EXCERPT.
Grammelot.

Over a decade ago, Mark Liberman posted at the Log about a garbled account of a “magical sounding gibberish language”; I won’t confuse you with the details, which turned out to be irrelevant, but the upshot was that the actual term was grammelot, which seems to have been invented by Dario Fo. A followup post has more details, and makes it clear that the notion that it is “a gibberish language … that was first described over 500 years ago” is balderdash. Mark wrote:

The confusion seems to have arisen because of Fo’s references to the 16th-century playwright Angelo Beolco. In Fo’s Nobel acceptance speech, he gave credit to “Ruzzante Beolco, my greatest master along with Molière”, called him “until Shakespeare, doubtless the greatest playwright of renaissance Europe”, and referred to the inspiration of Ruzzante’s linguistic inventiveness:

Ruzzante, the true father of the Commedia dell’Arte, also constructed a language of his own, a language of and for the theatre, based on a variety of tongues: the dialects of the Po Valley, expressions in Latin, Spanish, even German, all mixed with onomatopoeic sounds of his own invention. It is from him, from Beolco Ruzzante, that I’ve learned to free myself from conventional literary writing and to express myself with words that you can chew, with unusual sounds, with various techniques of rhythm and breathing, even with the rambling nonsense-speech of the grammelot.

ACTION ITEM. Decide whether each statement agrees with the grammelot text above, answering yes or no and quoting the words that settle it: 1. Grammelot seems to have been invented by Angelo Beolco. 2. Fo said that Ruzzante taught him to free himself from conventional literary writing. 3. The follow-up post backs the claim that grammelot was first described over 500 years ago. The items after this point are separate material and have nothing to do with the grammelot text.

Referring expression data

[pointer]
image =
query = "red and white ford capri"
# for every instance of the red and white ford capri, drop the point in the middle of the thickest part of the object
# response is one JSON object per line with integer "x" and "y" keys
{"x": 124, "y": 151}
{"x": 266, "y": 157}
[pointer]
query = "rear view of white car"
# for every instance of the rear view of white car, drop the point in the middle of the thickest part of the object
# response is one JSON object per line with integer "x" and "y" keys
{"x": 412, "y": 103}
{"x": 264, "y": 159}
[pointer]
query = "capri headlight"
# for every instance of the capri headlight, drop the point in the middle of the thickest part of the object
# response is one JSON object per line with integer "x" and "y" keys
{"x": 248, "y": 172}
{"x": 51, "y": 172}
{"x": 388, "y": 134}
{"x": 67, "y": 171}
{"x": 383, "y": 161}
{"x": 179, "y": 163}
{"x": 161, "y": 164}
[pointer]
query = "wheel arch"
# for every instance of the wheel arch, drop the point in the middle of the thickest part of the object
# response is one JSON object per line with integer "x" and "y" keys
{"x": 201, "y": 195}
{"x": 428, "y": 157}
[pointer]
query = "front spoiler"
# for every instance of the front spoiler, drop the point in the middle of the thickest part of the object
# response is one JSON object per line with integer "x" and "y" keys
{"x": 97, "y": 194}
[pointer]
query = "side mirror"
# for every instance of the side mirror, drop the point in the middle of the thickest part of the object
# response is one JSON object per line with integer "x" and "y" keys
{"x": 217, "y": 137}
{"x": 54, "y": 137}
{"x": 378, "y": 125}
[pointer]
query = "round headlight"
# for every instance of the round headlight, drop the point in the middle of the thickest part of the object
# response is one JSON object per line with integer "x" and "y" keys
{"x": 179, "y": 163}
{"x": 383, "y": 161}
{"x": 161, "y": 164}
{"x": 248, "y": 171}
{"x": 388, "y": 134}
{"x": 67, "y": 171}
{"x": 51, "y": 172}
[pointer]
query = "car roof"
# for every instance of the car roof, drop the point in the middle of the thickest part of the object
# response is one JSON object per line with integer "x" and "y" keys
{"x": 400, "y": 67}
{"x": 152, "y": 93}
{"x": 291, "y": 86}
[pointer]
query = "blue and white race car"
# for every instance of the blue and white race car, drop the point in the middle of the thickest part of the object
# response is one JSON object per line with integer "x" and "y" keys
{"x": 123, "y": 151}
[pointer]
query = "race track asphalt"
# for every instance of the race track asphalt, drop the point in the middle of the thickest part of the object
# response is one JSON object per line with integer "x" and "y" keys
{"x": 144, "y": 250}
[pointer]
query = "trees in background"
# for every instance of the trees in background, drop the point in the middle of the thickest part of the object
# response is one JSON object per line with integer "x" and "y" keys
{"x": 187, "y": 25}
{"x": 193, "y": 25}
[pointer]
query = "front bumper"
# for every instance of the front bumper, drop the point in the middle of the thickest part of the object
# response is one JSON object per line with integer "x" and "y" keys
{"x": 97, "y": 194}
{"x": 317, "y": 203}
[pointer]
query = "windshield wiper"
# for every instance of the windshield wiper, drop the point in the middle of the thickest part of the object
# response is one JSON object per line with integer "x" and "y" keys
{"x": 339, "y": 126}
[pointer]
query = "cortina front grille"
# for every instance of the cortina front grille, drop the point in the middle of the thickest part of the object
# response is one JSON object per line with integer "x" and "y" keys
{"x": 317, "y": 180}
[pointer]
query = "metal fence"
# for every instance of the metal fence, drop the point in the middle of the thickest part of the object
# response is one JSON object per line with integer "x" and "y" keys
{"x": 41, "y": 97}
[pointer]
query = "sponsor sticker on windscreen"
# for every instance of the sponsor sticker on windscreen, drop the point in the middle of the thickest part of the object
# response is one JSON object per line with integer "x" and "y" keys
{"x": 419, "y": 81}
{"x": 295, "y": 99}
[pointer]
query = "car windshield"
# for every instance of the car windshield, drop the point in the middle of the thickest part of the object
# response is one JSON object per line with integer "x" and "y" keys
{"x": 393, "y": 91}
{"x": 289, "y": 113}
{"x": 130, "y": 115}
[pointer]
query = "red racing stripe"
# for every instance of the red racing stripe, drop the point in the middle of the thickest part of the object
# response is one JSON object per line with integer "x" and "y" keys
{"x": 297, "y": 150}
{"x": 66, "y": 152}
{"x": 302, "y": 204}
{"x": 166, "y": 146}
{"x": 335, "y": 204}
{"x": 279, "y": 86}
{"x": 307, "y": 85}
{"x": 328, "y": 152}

ANSWER SPACE.
1. No: "which seems to have been invented by Dario Fo"
2. Yes: "It is from him, from Beolco Ruzzante, that I’ve learned to free myself from conventional literary writing"
3. No: "makes it clear that the notion that it is “a gibberish language … that was first described over 500 years ago” is balderdash"